- TASK INSTRUCTIONS
Print every line of the items below verbatim, with no change to any character.

- RAW DATA
--- --- ---

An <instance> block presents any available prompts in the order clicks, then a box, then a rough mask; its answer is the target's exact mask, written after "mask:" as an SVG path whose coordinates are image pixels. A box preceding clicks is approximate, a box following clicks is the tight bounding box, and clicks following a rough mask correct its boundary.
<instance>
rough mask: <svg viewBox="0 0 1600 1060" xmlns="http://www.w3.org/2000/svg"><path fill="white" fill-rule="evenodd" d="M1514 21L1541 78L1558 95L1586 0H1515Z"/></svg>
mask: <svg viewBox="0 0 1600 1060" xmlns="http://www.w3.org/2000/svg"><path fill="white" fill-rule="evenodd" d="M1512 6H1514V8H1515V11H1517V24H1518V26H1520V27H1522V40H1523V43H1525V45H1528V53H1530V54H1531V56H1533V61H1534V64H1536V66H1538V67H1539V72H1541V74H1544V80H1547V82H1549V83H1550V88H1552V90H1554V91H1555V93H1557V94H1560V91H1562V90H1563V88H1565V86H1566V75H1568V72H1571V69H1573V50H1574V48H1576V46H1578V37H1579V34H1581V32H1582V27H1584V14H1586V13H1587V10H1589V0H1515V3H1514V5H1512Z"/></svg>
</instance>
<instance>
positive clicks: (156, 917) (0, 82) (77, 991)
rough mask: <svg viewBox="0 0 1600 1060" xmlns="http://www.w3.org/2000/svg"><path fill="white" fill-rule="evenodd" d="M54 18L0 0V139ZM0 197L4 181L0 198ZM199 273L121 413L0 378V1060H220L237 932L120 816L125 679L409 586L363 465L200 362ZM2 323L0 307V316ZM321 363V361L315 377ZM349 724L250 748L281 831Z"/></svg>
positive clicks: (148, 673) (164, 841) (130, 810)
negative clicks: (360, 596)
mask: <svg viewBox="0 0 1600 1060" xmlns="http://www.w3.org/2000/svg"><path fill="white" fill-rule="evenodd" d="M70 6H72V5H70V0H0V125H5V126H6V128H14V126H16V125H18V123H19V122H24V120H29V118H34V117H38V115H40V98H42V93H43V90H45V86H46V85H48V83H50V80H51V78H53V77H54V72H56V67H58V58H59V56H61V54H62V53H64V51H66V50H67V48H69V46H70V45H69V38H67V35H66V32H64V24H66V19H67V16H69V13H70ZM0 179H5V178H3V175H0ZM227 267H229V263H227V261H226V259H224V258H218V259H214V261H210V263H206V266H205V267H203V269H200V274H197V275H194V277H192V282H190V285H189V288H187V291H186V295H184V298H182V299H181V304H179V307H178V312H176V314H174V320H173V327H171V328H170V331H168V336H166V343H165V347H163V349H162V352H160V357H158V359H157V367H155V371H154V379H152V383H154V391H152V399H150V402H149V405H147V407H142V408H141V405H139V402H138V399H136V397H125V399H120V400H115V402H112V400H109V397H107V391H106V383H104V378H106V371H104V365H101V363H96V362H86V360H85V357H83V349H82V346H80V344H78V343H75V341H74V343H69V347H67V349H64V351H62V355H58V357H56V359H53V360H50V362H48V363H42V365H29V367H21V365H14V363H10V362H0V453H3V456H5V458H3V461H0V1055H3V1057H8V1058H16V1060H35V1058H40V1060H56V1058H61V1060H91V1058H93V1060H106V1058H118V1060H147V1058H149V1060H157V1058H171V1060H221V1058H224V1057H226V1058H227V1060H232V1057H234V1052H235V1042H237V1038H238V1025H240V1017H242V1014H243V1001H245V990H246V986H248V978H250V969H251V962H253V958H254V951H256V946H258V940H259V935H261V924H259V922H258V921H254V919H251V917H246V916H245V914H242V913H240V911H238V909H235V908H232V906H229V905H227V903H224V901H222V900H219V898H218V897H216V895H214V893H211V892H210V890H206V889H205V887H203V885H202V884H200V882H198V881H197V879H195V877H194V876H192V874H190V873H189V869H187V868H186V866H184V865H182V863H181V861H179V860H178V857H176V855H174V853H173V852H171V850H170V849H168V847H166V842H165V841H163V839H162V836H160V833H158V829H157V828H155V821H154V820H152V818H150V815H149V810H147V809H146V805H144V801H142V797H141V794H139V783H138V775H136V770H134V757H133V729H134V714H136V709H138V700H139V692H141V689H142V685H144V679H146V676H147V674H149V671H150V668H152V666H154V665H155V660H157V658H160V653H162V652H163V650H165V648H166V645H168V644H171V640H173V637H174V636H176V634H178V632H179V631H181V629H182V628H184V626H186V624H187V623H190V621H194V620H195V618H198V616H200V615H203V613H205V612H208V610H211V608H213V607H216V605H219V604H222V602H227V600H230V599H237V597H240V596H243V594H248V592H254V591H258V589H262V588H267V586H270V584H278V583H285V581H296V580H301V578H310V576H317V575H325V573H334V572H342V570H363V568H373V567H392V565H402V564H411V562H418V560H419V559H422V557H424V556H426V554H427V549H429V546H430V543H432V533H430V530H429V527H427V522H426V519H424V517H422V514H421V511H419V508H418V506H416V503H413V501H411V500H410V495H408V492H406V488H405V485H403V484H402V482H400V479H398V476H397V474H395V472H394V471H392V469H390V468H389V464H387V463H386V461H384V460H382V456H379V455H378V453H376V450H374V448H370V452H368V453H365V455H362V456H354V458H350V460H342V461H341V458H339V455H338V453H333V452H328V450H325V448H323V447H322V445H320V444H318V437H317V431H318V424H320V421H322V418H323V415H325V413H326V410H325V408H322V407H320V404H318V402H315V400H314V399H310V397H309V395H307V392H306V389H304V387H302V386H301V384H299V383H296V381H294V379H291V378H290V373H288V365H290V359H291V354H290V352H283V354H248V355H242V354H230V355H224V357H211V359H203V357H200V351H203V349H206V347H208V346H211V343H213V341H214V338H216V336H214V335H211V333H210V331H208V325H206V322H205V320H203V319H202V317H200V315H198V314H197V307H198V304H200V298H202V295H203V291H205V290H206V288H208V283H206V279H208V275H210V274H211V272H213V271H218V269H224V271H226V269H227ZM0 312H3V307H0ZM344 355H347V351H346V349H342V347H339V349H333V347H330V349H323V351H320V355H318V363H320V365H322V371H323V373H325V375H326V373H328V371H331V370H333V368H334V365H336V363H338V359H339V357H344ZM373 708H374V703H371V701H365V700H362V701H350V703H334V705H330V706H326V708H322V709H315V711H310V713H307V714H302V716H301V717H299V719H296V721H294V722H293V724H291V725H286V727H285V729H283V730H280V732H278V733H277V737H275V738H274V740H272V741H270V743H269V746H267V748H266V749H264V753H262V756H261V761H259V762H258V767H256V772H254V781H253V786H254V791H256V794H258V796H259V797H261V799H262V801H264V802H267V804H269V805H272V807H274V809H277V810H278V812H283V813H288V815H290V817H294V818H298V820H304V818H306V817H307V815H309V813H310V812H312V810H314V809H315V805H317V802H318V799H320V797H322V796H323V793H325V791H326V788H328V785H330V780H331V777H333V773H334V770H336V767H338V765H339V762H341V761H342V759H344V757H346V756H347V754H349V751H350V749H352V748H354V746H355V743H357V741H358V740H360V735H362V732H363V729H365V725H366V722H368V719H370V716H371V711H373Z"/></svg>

--- --- ---

- SOLVED PROBLEM
An <instance> block presents any available prompts in the order clicks, then a box, then a rough mask; its answer is the target's exact mask, written after "mask:" as an SVG path whose coordinates are image pixels. A box preceding clicks is approximate, a box following clicks is the tight bounding box, and clicks following a rough mask correct its boundary.
<instance>
rough mask: <svg viewBox="0 0 1600 1060" xmlns="http://www.w3.org/2000/svg"><path fill="white" fill-rule="evenodd" d="M1514 21L1541 78L1558 95L1586 0H1515Z"/></svg>
mask: <svg viewBox="0 0 1600 1060" xmlns="http://www.w3.org/2000/svg"><path fill="white" fill-rule="evenodd" d="M1512 6H1514V8H1515V11H1517V24H1518V26H1520V27H1522V40H1523V43H1525V45H1528V53H1530V54H1531V56H1533V61H1534V64H1536V66H1538V67H1539V72H1541V74H1544V80H1547V82H1549V83H1550V88H1552V90H1554V91H1555V93H1557V94H1560V91H1562V90H1563V88H1565V86H1566V75H1568V72H1571V69H1573V50H1574V48H1576V46H1578V37H1579V34H1581V32H1582V27H1584V14H1586V13H1587V10H1589V0H1515V3H1514V5H1512Z"/></svg>
</instance>
<instance>
positive clicks: (156, 917) (0, 82) (77, 991)
rough mask: <svg viewBox="0 0 1600 1060" xmlns="http://www.w3.org/2000/svg"><path fill="white" fill-rule="evenodd" d="M54 18L0 0V139ZM0 197L4 181L0 198ZM199 273L121 413L0 378V1060H220L237 932L120 816L125 679L409 586L363 465L200 362ZM2 323L0 307V316ZM321 363V361L315 377ZM349 724L250 748L281 831Z"/></svg>
positive clicks: (148, 673) (164, 841) (130, 810)
negative clicks: (360, 596)
mask: <svg viewBox="0 0 1600 1060" xmlns="http://www.w3.org/2000/svg"><path fill="white" fill-rule="evenodd" d="M70 6H72V5H70V0H0V125H5V126H6V128H14V126H16V125H18V123H19V122H24V120H29V118H34V117H38V115H40V98H42V93H43V90H45V86H46V85H48V83H50V80H51V78H53V77H54V72H56V67H58V58H59V56H61V54H62V53H64V51H66V50H67V48H69V46H70V45H69V38H67V35H66V32H64V24H66V19H67V16H69V13H70ZM0 179H5V178H3V175H0ZM227 267H229V263H227V261H226V259H224V258H218V259H214V261H210V263H206V266H205V267H203V269H200V274H197V275H194V277H192V282H190V285H189V288H187V291H186V295H184V298H182V299H181V304H179V307H178V312H176V314H174V320H173V327H171V328H170V331H168V336H166V343H165V347H163V349H162V352H160V357H158V359H157V367H155V371H154V379H152V383H154V391H152V399H150V402H149V405H147V407H142V408H141V405H139V402H138V399H136V397H125V399H120V400H115V402H112V400H109V397H107V391H106V383H104V378H106V371H104V365H101V363H96V362H86V360H85V357H83V349H82V346H80V344H78V343H75V341H74V343H69V347H67V349H64V351H62V355H58V357H56V359H53V360H50V362H48V363H42V365H29V367H21V365H14V363H10V362H0V453H3V456H5V458H3V461H0V1055H3V1057H8V1058H16V1060H35V1058H40V1060H56V1058H61V1060H91V1058H93V1060H106V1058H118V1060H147V1058H149V1060H157V1058H171V1060H221V1058H224V1057H226V1058H227V1060H232V1057H234V1052H235V1042H237V1038H238V1025H240V1017H242V1014H243V1001H245V990H246V986H248V978H250V969H251V962H253V958H254V951H256V946H258V940H259V935H261V924H259V922H258V921H254V919H251V917H246V916H245V914H242V913H240V911H238V909H235V908H232V906H229V905H227V903H224V901H222V900H219V898H218V897H216V895H214V893H211V892H210V890H206V889H205V887H203V885H202V884H200V882H198V881H197V879H195V877H194V876H192V874H190V873H189V869H187V868H186V866H184V865H182V863H181V861H179V860H178V857H176V855H174V853H173V852H171V850H170V849H168V847H166V842H165V841H163V839H162V836H160V833H158V829H157V828H155V821H154V820H152V818H150V815H149V810H147V809H146V805H144V801H142V797H141V794H139V783H138V775H136V770H134V757H133V729H134V714H136V709H138V700H139V692H141V689H142V685H144V679H146V676H147V674H149V671H150V668H152V666H154V665H155V660H157V658H160V653H162V652H163V650H165V648H166V645H168V644H171V640H173V637H174V636H176V634H178V632H179V631H181V629H182V628H184V626H186V624H187V623H190V621H194V620H195V618H198V616H200V615H203V613H205V612H208V610H211V608H213V607H216V605H219V604H222V602H227V600H230V599H237V597H240V596H243V594H248V592H254V591H258V589H262V588H267V586H270V584H278V583H285V581H296V580H301V578H310V576H317V575H325V573H334V572H342V570H363V568H373V567H392V565H402V564H411V562H418V560H419V559H422V557H424V556H426V554H427V549H429V546H430V543H432V533H430V530H429V527H427V522H426V519H424V517H422V514H421V511H419V508H418V506H416V503H413V501H411V500H410V495H408V492H406V488H405V485H403V484H402V482H400V479H398V476H397V474H395V472H394V471H392V469H390V468H389V464H387V463H386V461H384V460H382V456H379V455H378V453H376V450H374V448H370V452H368V453H365V455H362V456H354V458H350V460H342V461H341V458H339V455H338V453H333V452H328V450H325V448H323V447H322V445H320V444H318V437H317V431H318V424H320V421H322V418H323V415H325V413H326V410H325V408H322V407H320V404H318V402H315V400H314V399H310V397H309V395H307V392H306V389H304V387H302V386H301V384H299V383H296V381H294V379H291V378H290V373H288V365H290V359H291V354H290V352H283V354H248V355H242V354H230V355H224V357H211V359H203V357H200V351H203V349H206V347H208V346H211V343H213V341H214V338H216V336H214V335H211V333H210V331H208V325H206V322H205V320H203V319H202V317H200V315H198V314H197V307H198V304H200V298H202V295H203V291H205V290H206V288H208V283H206V279H208V275H210V274H211V272H213V271H218V269H224V271H226V269H227ZM0 312H3V307H0ZM344 355H347V351H346V349H342V347H339V349H333V347H330V349H323V351H320V355H318V363H320V365H322V371H323V373H325V375H326V373H328V371H331V370H333V368H334V365H336V363H338V359H339V357H344ZM373 708H374V703H371V701H365V700H362V701H350V703H334V705H330V706H326V708H322V709H315V711H310V713H307V714H302V716H301V717H299V719H296V721H294V722H293V724H291V725H286V727H285V729H283V730H280V732H278V733H277V737H275V738H274V740H272V741H270V743H269V746H267V748H266V749H264V753H262V756H261V761H259V762H258V767H256V772H254V781H253V786H254V791H256V794H258V796H259V797H261V799H262V801H264V802H267V804H269V805H272V807H274V809H277V810H278V812H283V813H288V815H290V817H294V818H298V820H304V818H306V817H307V815H309V813H310V812H312V810H314V809H315V805H317V802H318V799H320V797H322V796H323V793H325V791H326V788H328V785H330V780H331V777H333V773H334V770H336V767H338V765H339V762H341V761H342V759H344V757H346V756H347V754H349V751H350V749H352V748H354V746H355V743H357V741H358V740H360V735H362V732H363V729H365V725H366V722H368V719H370V716H371V711H373Z"/></svg>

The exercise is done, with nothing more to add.